| Extrait à lire |
================================

Toutefois, Spielberg montre son ambivalence d'entrée de jeu. Une des choses qui m'a le plus surpris, c'est l'absence totale de musique sur la scène de la course. Quand Spielberg se passe de musique sur l'attaque de la jeep dans Jurassic Park, c'est plutôt évident mais là c'est tellement atypique pour ce genre de scène que ça crée quelque chose de plus intense encore, comme si la scène se refusait d'être "simplement" fun pour se faire terrifiante, pour focaliser l'attention du public. L'absence de musique laisse le spectateur sans recours, "sans défense". Chaque aperçu de cette plongée dans la psyché de Spielberg, parce que c'est plus que jamais de ça qu'il s'agit, dans l'ambivalence constante entre rêve et cauchemar, me hante encore. Cette présentation foisonnante, presque agressive, cette course chaotique sans règles où des mecs sont brutalement réduits à l'état de pièces comme ils l'étaient à l'état de cendre dans La Guerre des mondes, course abrutissant les sens comme les boules de démolition s'en prenant aux pilotes, quand ce n'est pas un dinosaure ou un gorille géant, inscrivant d'entrée de jeu les épreuves dans l'horreur, avant même la déjà célèbre seconde épreuve et sa virée dans l'hôtel Overlook.  De la planète Doom toute entière dédiée à un FPS deathmatch géant dont la mise en scène rappelle la séquence des tranchées de War Horse jusqu'au camp de travail qui renvoie à ceux de La Liste de Schindler, sans oublier la baston finale où, littéralement, tout le monde crève, pour tout ce qu'il dit du rêve, Spielberg montre souvent l'OASIS comme un cauchemar. 

 

 

 

 

 

 

 

 

 

 

 

 

 

 

 

 

De tous les personnages de Spielberg, Roy Neary de Rencontres du troisième type est le seul pour qui le salut se trouve dans la fantaisie, dans cette évasion vers un monde fantastique, autre que le notre. Tous les autres protagonistes spielbergiens, notamment les enfants, doivent apprendre à grandir, et ce dès E.T. où Elliott doit laisser l'extra-terrestre rentrer chez lui. Pareillement, Jaime apprendra à la fin d'Empire du Soleil que ce n'est pas l'âme de Mrs. Victor qu'il a vu s'élever dans le ciel mais la lumière de la bombe atomique. Et dans Hook, Peter Pan aura beau s'être rappelé son enfance et donc le pouvoir de son imagination, il choisit de retourner dans le monde réel, assumer ses responsabilités (de père). Parce que si la fantaisie du Pays Imaginaire lui est salutaire, "le Pays Imaginaire te fait oublier" dit la petite Maggie à son frère Jack. Et il en va de même pour l'OASIS. On peut fuir la réalité et se réfugier dans l'illusion comme Frank Abagnale se créé des avatars dans Arrête-moi si tu peux mais il vaut mieux en ressortir grandi et utiliser ce pouvoir à bon escient. Le propos de Ready Player One ne diffère pas et fait littéralement de la pop culture une arme pour survivre.

================================

| Consigne |
D'après l'extrait sur Spielberg, répondez aux trois questions suivantes :
(a) Dans Jurassic Park, quelle attaque Spielberg laisse-t-il sans musique ?
(b) Quel personnage est présenté comme le seul pour qui le salut se trouve dans la fantaisie ?
(c) Dans Hook, qui prononce « le Pays Imaginaire te fait oublier », et à qui ?
Appuyez-vous uniquement sur l'extrait.

| Lignes stockées |
================================

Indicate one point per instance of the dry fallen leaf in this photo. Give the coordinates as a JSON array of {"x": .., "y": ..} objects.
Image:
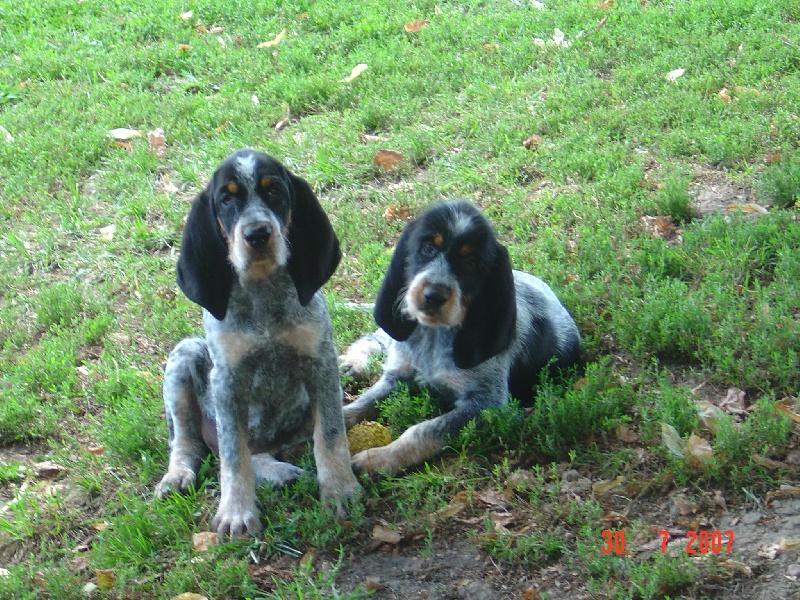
[
  {"x": 105, "y": 579},
  {"x": 387, "y": 159},
  {"x": 674, "y": 74},
  {"x": 415, "y": 26},
  {"x": 386, "y": 535},
  {"x": 48, "y": 469},
  {"x": 709, "y": 414},
  {"x": 357, "y": 70},
  {"x": 532, "y": 142},
  {"x": 394, "y": 212},
  {"x": 672, "y": 439},
  {"x": 747, "y": 208},
  {"x": 123, "y": 134},
  {"x": 274, "y": 41},
  {"x": 698, "y": 451},
  {"x": 203, "y": 540},
  {"x": 107, "y": 232},
  {"x": 158, "y": 142},
  {"x": 733, "y": 402}
]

================================

| Réponse attendue |
(a) L'attaque de la jeep.
(b) Roy Neary, de Rencontres du troisième type.
(c) La petite Maggie, à son frère Jack.